## begin Excerpted data

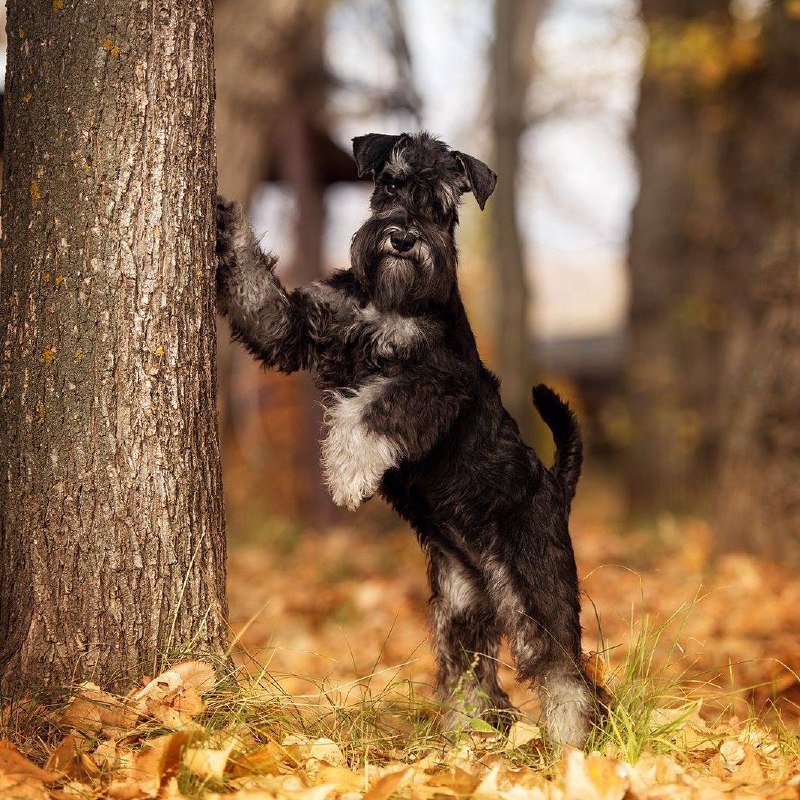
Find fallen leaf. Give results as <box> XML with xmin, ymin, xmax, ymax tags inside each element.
<box><xmin>0</xmin><ymin>772</ymin><xmax>49</xmax><ymax>800</ymax></box>
<box><xmin>364</xmin><ymin>767</ymin><xmax>414</xmax><ymax>800</ymax></box>
<box><xmin>0</xmin><ymin>739</ymin><xmax>61</xmax><ymax>783</ymax></box>
<box><xmin>281</xmin><ymin>734</ymin><xmax>347</xmax><ymax>767</ymax></box>
<box><xmin>564</xmin><ymin>748</ymin><xmax>630</xmax><ymax>800</ymax></box>
<box><xmin>60</xmin><ymin>683</ymin><xmax>139</xmax><ymax>738</ymax></box>
<box><xmin>183</xmin><ymin>738</ymin><xmax>237</xmax><ymax>781</ymax></box>
<box><xmin>719</xmin><ymin>739</ymin><xmax>744</xmax><ymax>772</ymax></box>
<box><xmin>505</xmin><ymin>720</ymin><xmax>542</xmax><ymax>750</ymax></box>
<box><xmin>172</xmin><ymin>661</ymin><xmax>216</xmax><ymax>694</ymax></box>
<box><xmin>45</xmin><ymin>735</ymin><xmax>100</xmax><ymax>783</ymax></box>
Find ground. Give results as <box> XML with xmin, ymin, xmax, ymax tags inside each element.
<box><xmin>0</xmin><ymin>481</ymin><xmax>800</xmax><ymax>800</ymax></box>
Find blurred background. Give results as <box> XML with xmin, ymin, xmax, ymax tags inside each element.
<box><xmin>4</xmin><ymin>0</ymin><xmax>800</xmax><ymax>714</ymax></box>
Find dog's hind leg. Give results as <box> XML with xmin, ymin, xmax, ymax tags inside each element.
<box><xmin>428</xmin><ymin>545</ymin><xmax>513</xmax><ymax>730</ymax></box>
<box><xmin>478</xmin><ymin>553</ymin><xmax>596</xmax><ymax>747</ymax></box>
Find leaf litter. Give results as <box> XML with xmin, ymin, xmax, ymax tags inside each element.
<box><xmin>0</xmin><ymin>482</ymin><xmax>800</xmax><ymax>800</ymax></box>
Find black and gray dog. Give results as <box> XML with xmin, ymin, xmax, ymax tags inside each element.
<box><xmin>217</xmin><ymin>133</ymin><xmax>602</xmax><ymax>746</ymax></box>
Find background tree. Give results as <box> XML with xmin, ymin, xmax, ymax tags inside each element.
<box><xmin>627</xmin><ymin>0</ymin><xmax>800</xmax><ymax>563</ymax></box>
<box><xmin>624</xmin><ymin>0</ymin><xmax>732</xmax><ymax>513</ymax></box>
<box><xmin>715</xmin><ymin>3</ymin><xmax>800</xmax><ymax>565</ymax></box>
<box><xmin>490</xmin><ymin>0</ymin><xmax>546</xmax><ymax>439</ymax></box>
<box><xmin>0</xmin><ymin>0</ymin><xmax>226</xmax><ymax>691</ymax></box>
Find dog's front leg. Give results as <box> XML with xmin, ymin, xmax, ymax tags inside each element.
<box><xmin>217</xmin><ymin>199</ymin><xmax>327</xmax><ymax>372</ymax></box>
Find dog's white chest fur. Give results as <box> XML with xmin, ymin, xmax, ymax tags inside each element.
<box><xmin>361</xmin><ymin>303</ymin><xmax>425</xmax><ymax>357</ymax></box>
<box><xmin>322</xmin><ymin>377</ymin><xmax>401</xmax><ymax>509</ymax></box>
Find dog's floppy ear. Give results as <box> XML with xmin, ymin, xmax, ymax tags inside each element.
<box><xmin>353</xmin><ymin>133</ymin><xmax>403</xmax><ymax>180</ymax></box>
<box><xmin>453</xmin><ymin>150</ymin><xmax>497</xmax><ymax>211</ymax></box>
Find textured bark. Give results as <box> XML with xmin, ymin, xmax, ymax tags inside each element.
<box><xmin>0</xmin><ymin>0</ymin><xmax>226</xmax><ymax>692</ymax></box>
<box><xmin>715</xmin><ymin>9</ymin><xmax>800</xmax><ymax>566</ymax></box>
<box><xmin>490</xmin><ymin>0</ymin><xmax>546</xmax><ymax>439</ymax></box>
<box><xmin>625</xmin><ymin>0</ymin><xmax>730</xmax><ymax>514</ymax></box>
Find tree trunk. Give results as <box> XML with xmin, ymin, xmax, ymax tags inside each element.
<box><xmin>0</xmin><ymin>0</ymin><xmax>227</xmax><ymax>692</ymax></box>
<box><xmin>715</xmin><ymin>9</ymin><xmax>800</xmax><ymax>566</ymax></box>
<box><xmin>490</xmin><ymin>0</ymin><xmax>546</xmax><ymax>440</ymax></box>
<box><xmin>625</xmin><ymin>0</ymin><xmax>730</xmax><ymax>514</ymax></box>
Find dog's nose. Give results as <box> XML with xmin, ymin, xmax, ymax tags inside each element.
<box><xmin>389</xmin><ymin>231</ymin><xmax>417</xmax><ymax>253</ymax></box>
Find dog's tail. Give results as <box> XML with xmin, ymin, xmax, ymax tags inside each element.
<box><xmin>533</xmin><ymin>383</ymin><xmax>583</xmax><ymax>502</ymax></box>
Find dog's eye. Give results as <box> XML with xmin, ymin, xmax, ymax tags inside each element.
<box><xmin>386</xmin><ymin>178</ymin><xmax>404</xmax><ymax>193</ymax></box>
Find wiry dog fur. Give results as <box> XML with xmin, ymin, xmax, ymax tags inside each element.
<box><xmin>217</xmin><ymin>133</ymin><xmax>608</xmax><ymax>746</ymax></box>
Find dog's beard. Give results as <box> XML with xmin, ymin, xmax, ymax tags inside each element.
<box><xmin>351</xmin><ymin>221</ymin><xmax>454</xmax><ymax>313</ymax></box>
<box><xmin>375</xmin><ymin>253</ymin><xmax>420</xmax><ymax>309</ymax></box>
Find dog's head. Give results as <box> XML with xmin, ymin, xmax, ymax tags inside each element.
<box><xmin>351</xmin><ymin>133</ymin><xmax>497</xmax><ymax>312</ymax></box>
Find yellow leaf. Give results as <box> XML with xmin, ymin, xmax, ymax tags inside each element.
<box><xmin>505</xmin><ymin>720</ymin><xmax>542</xmax><ymax>750</ymax></box>
<box><xmin>282</xmin><ymin>734</ymin><xmax>347</xmax><ymax>767</ymax></box>
<box><xmin>171</xmin><ymin>664</ymin><xmax>216</xmax><ymax>694</ymax></box>
<box><xmin>364</xmin><ymin>767</ymin><xmax>414</xmax><ymax>800</ymax></box>
<box><xmin>45</xmin><ymin>734</ymin><xmax>100</xmax><ymax>783</ymax></box>
<box><xmin>61</xmin><ymin>683</ymin><xmax>139</xmax><ymax>738</ymax></box>
<box><xmin>183</xmin><ymin>738</ymin><xmax>236</xmax><ymax>781</ymax></box>
<box><xmin>0</xmin><ymin>739</ymin><xmax>61</xmax><ymax>783</ymax></box>
<box><xmin>229</xmin><ymin>742</ymin><xmax>285</xmax><ymax>775</ymax></box>
<box><xmin>564</xmin><ymin>748</ymin><xmax>629</xmax><ymax>800</ymax></box>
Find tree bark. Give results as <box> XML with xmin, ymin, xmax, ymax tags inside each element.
<box><xmin>715</xmin><ymin>9</ymin><xmax>800</xmax><ymax>566</ymax></box>
<box><xmin>0</xmin><ymin>0</ymin><xmax>227</xmax><ymax>693</ymax></box>
<box><xmin>624</xmin><ymin>0</ymin><xmax>730</xmax><ymax>515</ymax></box>
<box><xmin>490</xmin><ymin>0</ymin><xmax>546</xmax><ymax>439</ymax></box>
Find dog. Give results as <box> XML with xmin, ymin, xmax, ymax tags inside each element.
<box><xmin>217</xmin><ymin>128</ymin><xmax>603</xmax><ymax>747</ymax></box>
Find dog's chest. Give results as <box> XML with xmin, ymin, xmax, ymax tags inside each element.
<box><xmin>359</xmin><ymin>303</ymin><xmax>426</xmax><ymax>358</ymax></box>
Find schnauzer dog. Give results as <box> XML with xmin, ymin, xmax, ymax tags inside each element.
<box><xmin>217</xmin><ymin>133</ymin><xmax>604</xmax><ymax>747</ymax></box>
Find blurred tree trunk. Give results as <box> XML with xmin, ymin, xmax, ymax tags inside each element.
<box><xmin>625</xmin><ymin>0</ymin><xmax>729</xmax><ymax>514</ymax></box>
<box><xmin>489</xmin><ymin>0</ymin><xmax>547</xmax><ymax>440</ymax></box>
<box><xmin>214</xmin><ymin>0</ymin><xmax>301</xmax><ymax>471</ymax></box>
<box><xmin>0</xmin><ymin>0</ymin><xmax>227</xmax><ymax>694</ymax></box>
<box><xmin>715</xmin><ymin>9</ymin><xmax>800</xmax><ymax>566</ymax></box>
<box><xmin>215</xmin><ymin>0</ymin><xmax>335</xmax><ymax>525</ymax></box>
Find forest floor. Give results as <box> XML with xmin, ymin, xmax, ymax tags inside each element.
<box><xmin>0</xmin><ymin>484</ymin><xmax>800</xmax><ymax>800</ymax></box>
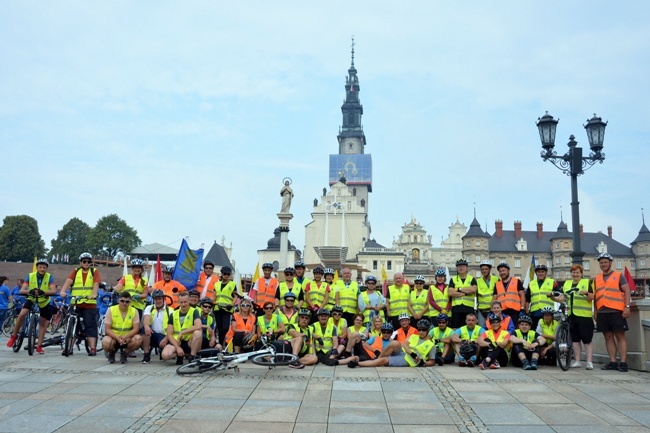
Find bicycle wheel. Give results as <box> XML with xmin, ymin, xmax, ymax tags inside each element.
<box><xmin>251</xmin><ymin>353</ymin><xmax>298</xmax><ymax>367</ymax></box>
<box><xmin>63</xmin><ymin>316</ymin><xmax>77</xmax><ymax>356</ymax></box>
<box><xmin>555</xmin><ymin>323</ymin><xmax>571</xmax><ymax>371</ymax></box>
<box><xmin>176</xmin><ymin>359</ymin><xmax>222</xmax><ymax>376</ymax></box>
<box><xmin>27</xmin><ymin>314</ymin><xmax>39</xmax><ymax>356</ymax></box>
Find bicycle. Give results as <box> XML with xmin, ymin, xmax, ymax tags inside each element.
<box><xmin>176</xmin><ymin>335</ymin><xmax>298</xmax><ymax>376</ymax></box>
<box><xmin>553</xmin><ymin>287</ymin><xmax>579</xmax><ymax>371</ymax></box>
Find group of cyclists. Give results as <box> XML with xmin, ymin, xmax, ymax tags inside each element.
<box><xmin>2</xmin><ymin>253</ymin><xmax>630</xmax><ymax>371</ymax></box>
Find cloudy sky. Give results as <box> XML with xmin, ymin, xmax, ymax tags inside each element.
<box><xmin>0</xmin><ymin>0</ymin><xmax>650</xmax><ymax>273</ymax></box>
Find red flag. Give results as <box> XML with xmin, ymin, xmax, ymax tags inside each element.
<box><xmin>625</xmin><ymin>266</ymin><xmax>636</xmax><ymax>294</ymax></box>
<box><xmin>155</xmin><ymin>254</ymin><xmax>162</xmax><ymax>284</ymax></box>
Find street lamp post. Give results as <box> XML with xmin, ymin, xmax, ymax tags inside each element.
<box><xmin>536</xmin><ymin>111</ymin><xmax>607</xmax><ymax>265</ymax></box>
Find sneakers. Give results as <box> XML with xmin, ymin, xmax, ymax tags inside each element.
<box><xmin>600</xmin><ymin>362</ymin><xmax>616</xmax><ymax>370</ymax></box>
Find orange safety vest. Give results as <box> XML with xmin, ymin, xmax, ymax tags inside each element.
<box><xmin>594</xmin><ymin>272</ymin><xmax>625</xmax><ymax>311</ymax></box>
<box><xmin>496</xmin><ymin>277</ymin><xmax>521</xmax><ymax>311</ymax></box>
<box><xmin>196</xmin><ymin>271</ymin><xmax>219</xmax><ymax>302</ymax></box>
<box><xmin>226</xmin><ymin>313</ymin><xmax>256</xmax><ymax>344</ymax></box>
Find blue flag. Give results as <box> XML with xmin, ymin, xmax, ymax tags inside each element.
<box><xmin>172</xmin><ymin>239</ymin><xmax>203</xmax><ymax>290</ymax></box>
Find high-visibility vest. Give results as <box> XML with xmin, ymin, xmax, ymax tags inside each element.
<box><xmin>280</xmin><ymin>280</ymin><xmax>302</xmax><ymax>307</ymax></box>
<box><xmin>312</xmin><ymin>321</ymin><xmax>335</xmax><ymax>352</ymax></box>
<box><xmin>70</xmin><ymin>268</ymin><xmax>97</xmax><ymax>305</ymax></box>
<box><xmin>108</xmin><ymin>305</ymin><xmax>138</xmax><ymax>337</ymax></box>
<box><xmin>476</xmin><ymin>275</ymin><xmax>499</xmax><ymax>311</ymax></box>
<box><xmin>226</xmin><ymin>313</ymin><xmax>257</xmax><ymax>344</ymax></box>
<box><xmin>388</xmin><ymin>284</ymin><xmax>411</xmax><ymax>316</ymax></box>
<box><xmin>337</xmin><ymin>280</ymin><xmax>359</xmax><ymax>314</ymax></box>
<box><xmin>172</xmin><ymin>307</ymin><xmax>195</xmax><ymax>341</ymax></box>
<box><xmin>214</xmin><ymin>281</ymin><xmax>237</xmax><ymax>310</ymax></box>
<box><xmin>528</xmin><ymin>278</ymin><xmax>555</xmax><ymax>313</ymax></box>
<box><xmin>122</xmin><ymin>274</ymin><xmax>147</xmax><ymax>310</ymax></box>
<box><xmin>402</xmin><ymin>334</ymin><xmax>434</xmax><ymax>367</ymax></box>
<box><xmin>562</xmin><ymin>278</ymin><xmax>594</xmax><ymax>317</ymax></box>
<box><xmin>451</xmin><ymin>275</ymin><xmax>476</xmax><ymax>308</ymax></box>
<box><xmin>496</xmin><ymin>277</ymin><xmax>521</xmax><ymax>311</ymax></box>
<box><xmin>594</xmin><ymin>272</ymin><xmax>625</xmax><ymax>311</ymax></box>
<box><xmin>255</xmin><ymin>277</ymin><xmax>278</xmax><ymax>307</ymax></box>
<box><xmin>27</xmin><ymin>272</ymin><xmax>51</xmax><ymax>308</ymax></box>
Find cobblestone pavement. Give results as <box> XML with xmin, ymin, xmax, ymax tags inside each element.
<box><xmin>0</xmin><ymin>343</ymin><xmax>650</xmax><ymax>433</ymax></box>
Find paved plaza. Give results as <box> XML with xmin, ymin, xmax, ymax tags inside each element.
<box><xmin>0</xmin><ymin>348</ymin><xmax>650</xmax><ymax>433</ymax></box>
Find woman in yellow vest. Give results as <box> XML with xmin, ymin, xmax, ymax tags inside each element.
<box><xmin>558</xmin><ymin>265</ymin><xmax>594</xmax><ymax>370</ymax></box>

## end Excerpted data

#### [Request]
Pick out and copy each line in the material above that contains the string "leaf".

#### [Result of this exercise]
Find fallen leaf. Give results as <box> XML with xmin, ymin, xmax, ymax tags inside each element.
Find leaf litter. Give results as <box> XML with xmin, ymin, xmax, ymax tags inside each element.
Find yellow leaf. Give results as <box> XML with xmin, ymin, xmax, ymax tags inside each element.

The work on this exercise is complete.